- _Task to complete_
Copy every line of the records below verbatim, leaving out nothing and changing nothing.
╔══
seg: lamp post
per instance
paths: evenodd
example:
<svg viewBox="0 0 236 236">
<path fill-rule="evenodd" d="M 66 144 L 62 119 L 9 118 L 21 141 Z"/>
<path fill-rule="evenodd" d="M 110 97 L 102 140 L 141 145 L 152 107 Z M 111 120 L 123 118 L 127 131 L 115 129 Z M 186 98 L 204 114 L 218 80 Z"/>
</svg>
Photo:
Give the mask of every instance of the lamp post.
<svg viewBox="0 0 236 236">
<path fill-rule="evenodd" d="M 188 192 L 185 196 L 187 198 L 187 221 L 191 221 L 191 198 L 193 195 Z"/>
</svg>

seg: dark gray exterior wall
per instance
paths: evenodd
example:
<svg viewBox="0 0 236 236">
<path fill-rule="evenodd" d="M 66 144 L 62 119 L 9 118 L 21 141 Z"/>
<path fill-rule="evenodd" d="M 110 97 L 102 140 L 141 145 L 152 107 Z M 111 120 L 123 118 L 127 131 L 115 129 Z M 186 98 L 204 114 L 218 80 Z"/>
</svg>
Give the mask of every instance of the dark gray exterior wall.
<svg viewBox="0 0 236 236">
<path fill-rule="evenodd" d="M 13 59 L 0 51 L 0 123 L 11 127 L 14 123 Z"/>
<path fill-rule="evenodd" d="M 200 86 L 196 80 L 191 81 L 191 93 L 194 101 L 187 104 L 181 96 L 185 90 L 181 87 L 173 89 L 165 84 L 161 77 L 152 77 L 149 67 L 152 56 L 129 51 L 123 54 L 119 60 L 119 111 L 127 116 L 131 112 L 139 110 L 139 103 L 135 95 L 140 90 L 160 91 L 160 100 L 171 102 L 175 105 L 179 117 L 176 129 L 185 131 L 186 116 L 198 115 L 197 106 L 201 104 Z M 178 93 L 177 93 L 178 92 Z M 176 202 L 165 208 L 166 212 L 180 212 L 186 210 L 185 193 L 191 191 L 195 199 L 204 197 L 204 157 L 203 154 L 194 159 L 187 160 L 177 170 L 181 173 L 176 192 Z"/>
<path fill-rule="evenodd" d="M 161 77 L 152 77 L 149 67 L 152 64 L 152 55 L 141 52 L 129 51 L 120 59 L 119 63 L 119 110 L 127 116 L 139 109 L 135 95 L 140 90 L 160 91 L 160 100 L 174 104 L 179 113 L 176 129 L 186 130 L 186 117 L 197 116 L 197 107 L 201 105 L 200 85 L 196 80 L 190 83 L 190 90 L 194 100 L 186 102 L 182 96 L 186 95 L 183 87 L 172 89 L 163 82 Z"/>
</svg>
╚══
- _Correct response_
seg: lamp post
per instance
paths: evenodd
example:
<svg viewBox="0 0 236 236">
<path fill-rule="evenodd" d="M 66 144 L 62 119 L 9 118 L 21 141 Z"/>
<path fill-rule="evenodd" d="M 110 97 L 102 140 L 141 145 L 152 107 Z M 111 120 L 123 118 L 127 131 L 115 129 Z M 186 98 L 204 114 L 218 80 Z"/>
</svg>
Photo:
Give the mask of every instance of the lamp post.
<svg viewBox="0 0 236 236">
<path fill-rule="evenodd" d="M 188 192 L 185 196 L 187 198 L 187 221 L 191 221 L 191 198 L 193 195 Z"/>
</svg>

seg: dark gray exterior wall
per instance
paths: evenodd
example:
<svg viewBox="0 0 236 236">
<path fill-rule="evenodd" d="M 66 144 L 62 119 L 9 118 L 21 141 Z"/>
<path fill-rule="evenodd" d="M 110 97 L 102 140 L 141 145 L 152 107 Z M 111 120 L 123 118 L 127 131 L 115 129 Z M 186 98 L 204 114 L 218 80 Z"/>
</svg>
Give the mask of every instance of the dark gray exterior wall.
<svg viewBox="0 0 236 236">
<path fill-rule="evenodd" d="M 13 59 L 0 51 L 0 123 L 11 127 L 14 123 Z"/>
<path fill-rule="evenodd" d="M 200 86 L 196 80 L 191 81 L 191 93 L 194 101 L 187 104 L 181 96 L 185 90 L 181 87 L 173 89 L 165 84 L 161 77 L 152 77 L 149 67 L 152 56 L 129 51 L 123 54 L 119 60 L 119 111 L 127 116 L 131 112 L 139 110 L 139 103 L 135 95 L 140 90 L 160 91 L 160 100 L 171 102 L 175 105 L 179 117 L 176 129 L 185 131 L 186 116 L 198 115 L 197 106 L 201 104 Z M 178 93 L 177 93 L 178 92 Z M 176 202 L 165 208 L 166 212 L 180 212 L 186 210 L 185 193 L 191 191 L 195 199 L 204 197 L 204 157 L 203 154 L 194 159 L 187 160 L 177 170 L 181 173 L 176 192 Z"/>
<path fill-rule="evenodd" d="M 161 77 L 152 77 L 149 67 L 152 64 L 152 55 L 141 52 L 129 51 L 120 59 L 119 63 L 119 110 L 127 116 L 139 109 L 135 95 L 140 90 L 160 91 L 160 100 L 174 104 L 179 113 L 176 129 L 186 130 L 186 117 L 197 116 L 197 107 L 201 105 L 200 85 L 196 80 L 190 83 L 190 90 L 194 100 L 186 102 L 182 96 L 186 95 L 183 87 L 172 89 L 163 82 Z"/>
</svg>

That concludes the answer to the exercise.